= ЗАДАНИЕ =
Перепишите слово в слово отрывок из воспоминаний о школьных годах. Начните с места, где есть слова «А вспомнил я», и остановитесь после слов «школы в сугроб.».

= ИСХОДНЫЙ ТЕКСТ =

┌──

А вспомнил я об этом для того, чтобы сказать, какие были в то время поощрения. За исполнение обязанностей горниста меня наградили валенками. Большая ценность в то время!
Когда прощались с лагерем, то пели сочинённую пионервожатой песню (может быть, кто–нибудь сейчас и себя вспомнит в этом лагере):
«Прощай, наш лагерь пионерский, Прощай, линейка и костёр! Прощай, наш повар тётя Аня, Володя, бойкий наш шофёр!»Так мы учились и далее: в третьем, четвёртом, пятом классах. Кроме того, сажали деревья, соревновались между классами и школами: кто больше сдаст металлолома и макулатуры, мыли школьные коридоры в качестве дежурных и подметали улицы посёлка на субботниках.
Бывало, что мы сбегали с уроков, зимой выпрыгивая со второго этажа школы в сугроб.
На переменах пацаны играли в чехарду (в осла). Каждый прыжок имел своё название: «подковать осла», «накормить осла», «пришпорить осла» и т. д. В прыжках мы достигли такого совершенства, что легко перепрыгивали друг друга в полный рост. Девчонки металлической баночкой из–под вазелина, наполненной песком, играли во дворе школы «в скакалки» или прыгали «в классики». Из школьного радиоузла транслировались «Полонез Огинского» и «Школьный вальс» (кто их теперь знает?).
26
Мой папа получал 650 рублей на троих (мама болела). Правда, еще несовершеннолетней пошла работать штукатуром старшая сестра. И у нас дома появился сначала относительно дешевый — складной — патефон, потом — настоящий радиоприёмник в металлическом корпусе, который работал на длинных и средних волнах. Когда первый раз его включили — певица сопрано пела про Васю:
«Вчера смотрела я в кино Жерар Филиппа, мне всё казалось: это ты поёшь, мой Вася!»

└──

= ИСХОДНЫЕ ДАННЫЕ =
┌──

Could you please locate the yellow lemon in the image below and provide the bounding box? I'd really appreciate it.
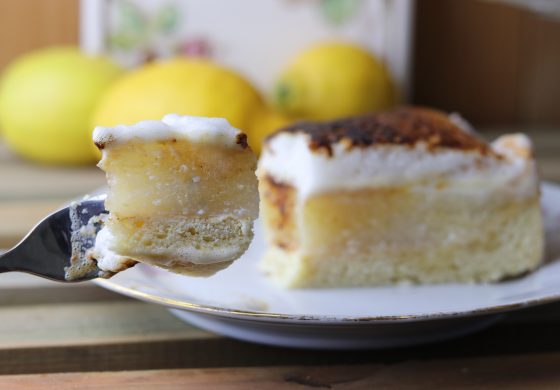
[272,42,395,120]
[93,58,272,155]
[0,47,122,164]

└──

= ПОЛНЫЙ ОТВЕТ =
А вспомнил я об этом для того, чтобы сказать, какие были в то время поощрения. За исполнение обязанностей горниста меня наградили валенками. Большая ценность в то время!
Когда прощались с лагерем, то пели сочинённую пионервожатой песню (может быть, кто–нибудь сейчас и себя вспомнит в этом лагере):
«Прощай, наш лагерь пионерский, Прощай, линейка и костёр! Прощай, наш повар тётя Аня, Володя, бойкий наш шофёр!»Так мы учились и далее: в третьем, четвёртом, пятом классах. Кроме того, сажали деревья, соревновались между классами и школами: кто больше сдаст металлолома и макулатуры, мыли школьные коридоры в качестве дежурных и подметали улицы посёлка на субботниках.
Бывало, что мы сбегали с уроков, зимой выпрыгивая со второго этажа школы в сугроб.